Can you quote the lines below exactly, starting at the line with "Would you mind pointing out the white window" and going through the last one?

### Material for this exercise
--

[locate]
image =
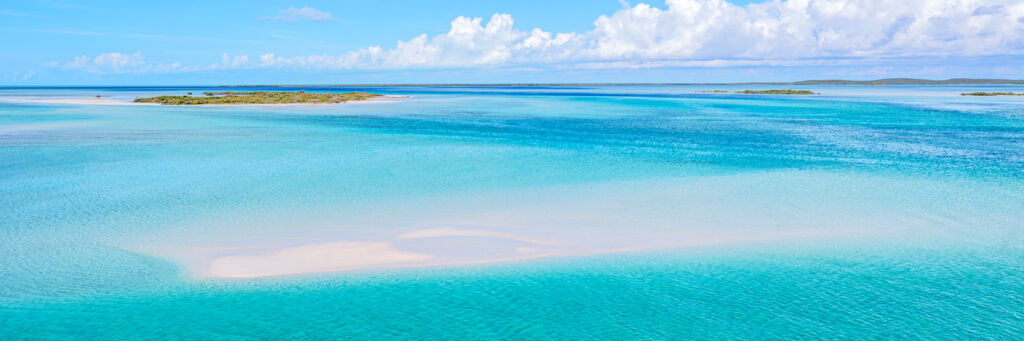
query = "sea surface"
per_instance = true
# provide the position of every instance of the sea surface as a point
(892, 212)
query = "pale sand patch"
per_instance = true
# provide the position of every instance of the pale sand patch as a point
(444, 246)
(80, 101)
(312, 258)
(20, 128)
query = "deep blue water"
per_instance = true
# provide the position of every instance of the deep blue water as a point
(860, 213)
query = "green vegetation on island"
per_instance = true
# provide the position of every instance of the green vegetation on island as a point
(991, 94)
(784, 91)
(259, 97)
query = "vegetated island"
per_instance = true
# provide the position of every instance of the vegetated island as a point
(259, 97)
(879, 82)
(783, 91)
(991, 94)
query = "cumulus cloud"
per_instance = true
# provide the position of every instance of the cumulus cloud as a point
(687, 33)
(708, 32)
(298, 14)
(118, 62)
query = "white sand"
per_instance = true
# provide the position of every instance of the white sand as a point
(435, 247)
(81, 101)
(312, 258)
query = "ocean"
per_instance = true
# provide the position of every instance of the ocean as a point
(515, 212)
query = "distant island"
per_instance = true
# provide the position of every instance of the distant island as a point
(991, 94)
(259, 97)
(748, 91)
(880, 82)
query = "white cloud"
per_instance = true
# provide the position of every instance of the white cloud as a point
(298, 14)
(117, 62)
(227, 62)
(700, 32)
(684, 33)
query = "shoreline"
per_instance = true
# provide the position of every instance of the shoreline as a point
(109, 101)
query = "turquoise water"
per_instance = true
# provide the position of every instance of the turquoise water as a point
(864, 212)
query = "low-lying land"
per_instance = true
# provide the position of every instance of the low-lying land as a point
(991, 94)
(259, 97)
(784, 91)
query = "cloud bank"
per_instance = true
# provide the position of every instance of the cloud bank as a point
(692, 33)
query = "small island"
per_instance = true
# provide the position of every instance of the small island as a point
(991, 94)
(784, 91)
(259, 97)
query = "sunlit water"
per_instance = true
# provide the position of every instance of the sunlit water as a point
(863, 212)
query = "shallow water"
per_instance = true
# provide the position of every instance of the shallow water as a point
(864, 212)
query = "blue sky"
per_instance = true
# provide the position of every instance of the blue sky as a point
(246, 42)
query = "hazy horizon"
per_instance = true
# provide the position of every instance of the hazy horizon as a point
(404, 42)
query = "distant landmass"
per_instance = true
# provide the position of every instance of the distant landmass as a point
(913, 81)
(880, 82)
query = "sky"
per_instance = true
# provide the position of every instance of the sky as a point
(497, 41)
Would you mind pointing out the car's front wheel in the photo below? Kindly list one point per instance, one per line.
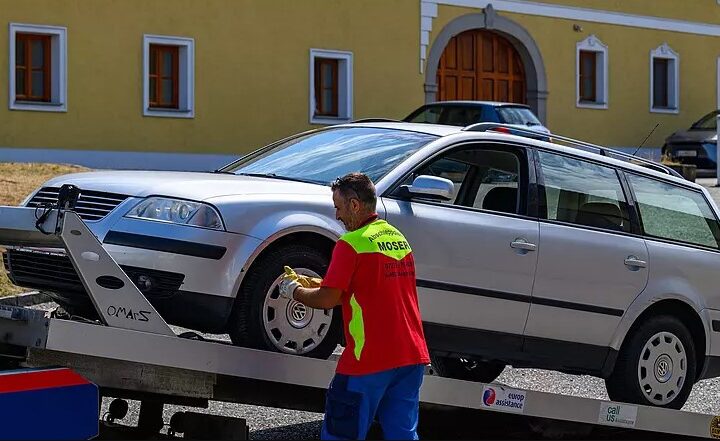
(262, 319)
(656, 365)
(466, 369)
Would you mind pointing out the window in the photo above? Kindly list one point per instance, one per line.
(674, 213)
(664, 81)
(37, 68)
(485, 179)
(591, 80)
(163, 76)
(582, 193)
(331, 89)
(323, 156)
(326, 87)
(169, 71)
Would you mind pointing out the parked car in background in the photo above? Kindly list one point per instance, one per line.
(527, 253)
(465, 113)
(696, 145)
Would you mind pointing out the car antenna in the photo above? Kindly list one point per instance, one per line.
(646, 138)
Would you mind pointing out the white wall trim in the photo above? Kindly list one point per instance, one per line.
(591, 15)
(666, 52)
(58, 87)
(428, 11)
(186, 86)
(593, 44)
(345, 86)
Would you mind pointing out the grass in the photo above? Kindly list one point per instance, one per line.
(16, 182)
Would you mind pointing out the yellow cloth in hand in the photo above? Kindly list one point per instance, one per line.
(304, 281)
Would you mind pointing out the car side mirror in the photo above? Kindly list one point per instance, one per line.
(430, 187)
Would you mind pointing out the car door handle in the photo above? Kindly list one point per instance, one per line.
(634, 261)
(522, 244)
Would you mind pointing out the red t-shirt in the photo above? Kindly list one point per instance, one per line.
(375, 269)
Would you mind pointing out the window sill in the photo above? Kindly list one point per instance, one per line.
(169, 113)
(330, 120)
(664, 110)
(38, 106)
(591, 105)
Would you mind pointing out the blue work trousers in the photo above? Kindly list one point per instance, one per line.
(354, 401)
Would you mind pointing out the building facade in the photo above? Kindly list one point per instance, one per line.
(223, 77)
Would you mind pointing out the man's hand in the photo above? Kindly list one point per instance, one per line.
(287, 287)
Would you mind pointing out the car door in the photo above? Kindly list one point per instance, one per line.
(591, 265)
(475, 257)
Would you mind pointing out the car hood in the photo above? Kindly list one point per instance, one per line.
(691, 136)
(185, 185)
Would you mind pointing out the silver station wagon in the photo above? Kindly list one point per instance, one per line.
(562, 255)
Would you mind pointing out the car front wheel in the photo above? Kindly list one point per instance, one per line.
(263, 320)
(656, 365)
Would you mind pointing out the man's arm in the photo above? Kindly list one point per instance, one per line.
(318, 298)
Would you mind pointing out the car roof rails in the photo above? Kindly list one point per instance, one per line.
(602, 150)
(375, 120)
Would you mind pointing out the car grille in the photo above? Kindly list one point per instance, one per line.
(54, 271)
(91, 205)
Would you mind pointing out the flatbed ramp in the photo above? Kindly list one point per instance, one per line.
(132, 353)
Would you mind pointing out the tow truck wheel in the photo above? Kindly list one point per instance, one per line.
(656, 365)
(262, 319)
(466, 369)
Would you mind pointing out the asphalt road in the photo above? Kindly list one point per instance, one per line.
(271, 423)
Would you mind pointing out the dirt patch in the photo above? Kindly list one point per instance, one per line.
(17, 181)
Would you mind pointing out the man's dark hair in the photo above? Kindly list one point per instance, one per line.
(357, 185)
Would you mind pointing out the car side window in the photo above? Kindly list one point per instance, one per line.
(583, 193)
(484, 178)
(671, 212)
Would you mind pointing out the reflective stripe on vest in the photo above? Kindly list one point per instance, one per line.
(376, 237)
(357, 327)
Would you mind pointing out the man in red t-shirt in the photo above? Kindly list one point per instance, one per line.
(372, 275)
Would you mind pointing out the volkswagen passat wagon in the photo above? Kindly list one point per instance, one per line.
(528, 253)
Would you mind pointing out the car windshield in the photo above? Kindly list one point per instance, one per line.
(323, 156)
(518, 115)
(707, 122)
(452, 115)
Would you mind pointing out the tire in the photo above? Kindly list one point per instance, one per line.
(263, 320)
(466, 369)
(656, 365)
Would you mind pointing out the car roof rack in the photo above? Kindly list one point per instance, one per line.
(375, 120)
(602, 150)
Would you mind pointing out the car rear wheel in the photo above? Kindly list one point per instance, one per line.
(466, 369)
(262, 319)
(656, 365)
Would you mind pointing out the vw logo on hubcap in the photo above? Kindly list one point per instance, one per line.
(663, 368)
(298, 315)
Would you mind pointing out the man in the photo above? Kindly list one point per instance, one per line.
(372, 275)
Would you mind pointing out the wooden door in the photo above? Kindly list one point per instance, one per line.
(481, 65)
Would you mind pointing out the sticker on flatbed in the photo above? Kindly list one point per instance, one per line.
(501, 398)
(715, 427)
(616, 414)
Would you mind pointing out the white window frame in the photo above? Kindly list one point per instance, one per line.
(186, 76)
(717, 74)
(593, 44)
(58, 68)
(345, 86)
(665, 52)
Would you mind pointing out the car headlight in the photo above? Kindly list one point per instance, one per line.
(177, 211)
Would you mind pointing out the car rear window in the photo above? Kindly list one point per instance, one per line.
(675, 213)
(517, 115)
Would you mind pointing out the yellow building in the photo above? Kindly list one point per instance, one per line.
(228, 76)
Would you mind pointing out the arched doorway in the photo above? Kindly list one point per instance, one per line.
(481, 65)
(520, 39)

--

### Exercise solution
Would you mind pointing out the white window frame in the photo above? Kindly list one point per instance, one per line.
(186, 76)
(717, 74)
(593, 44)
(58, 68)
(345, 86)
(665, 52)
Would you mind pointing out the car headlight in the photo above? Kindly list one point per instance, one per line.
(177, 211)
Would you mind pointing out the car rear window in the photo above? Kindly list one point per instance, one per line.
(675, 213)
(517, 115)
Would you mind pointing out the yellow building in the photo above? Kindly list one point per instance, one per line.
(228, 76)
Would you mind pointing out the arched doorway in the photo above? Kindly list one point per instance, one per line.
(481, 65)
(520, 39)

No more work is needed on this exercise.